## PROBLEM DETAILS
Write out the passage of the forum thread on sugar scrub cubes from "I made them" to "pretty, I love it.", word for word.

## EXTRACT PROVIDED
[BEGIN]

# Sugar Scrub Cubes



## tangled_panda (Dec 23, 2008)

So I've been gone for a while, haven't posted much on any forum lately.

I just started to blog again http://tangledpanda.blogspot.com

But I am super excited about these!!






Scented with Apricot Freesia - I really want to eat them!

They are a new twist on an old favorite, Sugar Scrubs. No more putting your hand in a jar of a sugar slurry and having to worry about cross contaminating the scrub with shower water. Just take one cube into the bath/shower with you, squish it in your hand and lather away. It like a combination of sugar and a lotion like lather that feels great on the skin.

I made them with Goats Milk Soap and Loads of sugar, I have since tweaked the recipe to include Cocoa and Shea butter and OMG!! I am in love!!!!

I gave one to a co-worker to take to her daughter. . . well her son almost ate it, but her daughter loved it!


----------



## GrumpyOldWoman (Dec 23, 2008)

They look great!!  the color is so pretty, I love it.

I've only tried with cornmeal because when I used sugar, the grains kept melting into my soap.  I guess I will have to try that again!  thanks for the inspiration


----------



## Tabitha (Dec 23, 2008)

I love solid scrubs! Are you selling them anywhere?


----------



## NancyJo (Dec 23, 2008)

Those look great and I love the color


----------



## topcat (Dec 23, 2008)

Gorgeous cubes tp - do you actually add the sugar while making the soap?  Or rebatch it in later?  Or is it an MP base?  Sorry for all these questions....feel free to tell me 'trade secret' :wink: 

Tanya


----------



## mandolyn (Dec 23, 2008)

8) Cooooooool!Very pretty too!


----------



## cynsofdm (Dec 23, 2008)

oh I wonder if this would work with Epsom or sea salt. I am weary of using sugar in the tub, but a salt bar sounds wonderful!!!


----------



## tangled_panda (Dec 23, 2008)

Thanks everyone 

It is made with M&P 
I haven't started selling them yet, but they will be online very soon.
But they should be listed this weekend.  I'll update when they are.

I think that we are finally going to list stuff on etsy this weekend!  Very excited.

[END]

## MATERIAL
[BEGIN]

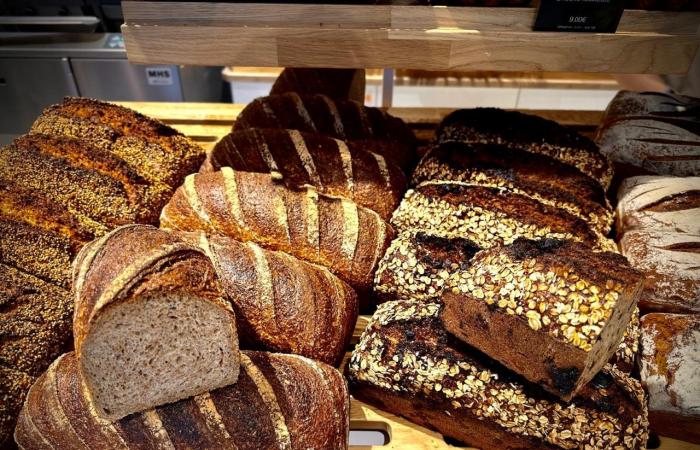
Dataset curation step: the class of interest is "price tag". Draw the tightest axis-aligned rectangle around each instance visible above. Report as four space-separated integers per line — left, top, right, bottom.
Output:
533 0 625 33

[END]

## REPLY
I made them with Goats Milk Soap and Loads of sugar, I have since tweaked the recipe to include Cocoa and Shea butter and OMG!! I am in love!!!!

I gave one to a co-worker to take to her daughter. . . well her son almost ate it, but her daughter loved it!


----------



## GrumpyOldWoman (Dec 23, 2008)

They look great!!  the color is so pretty, I love it.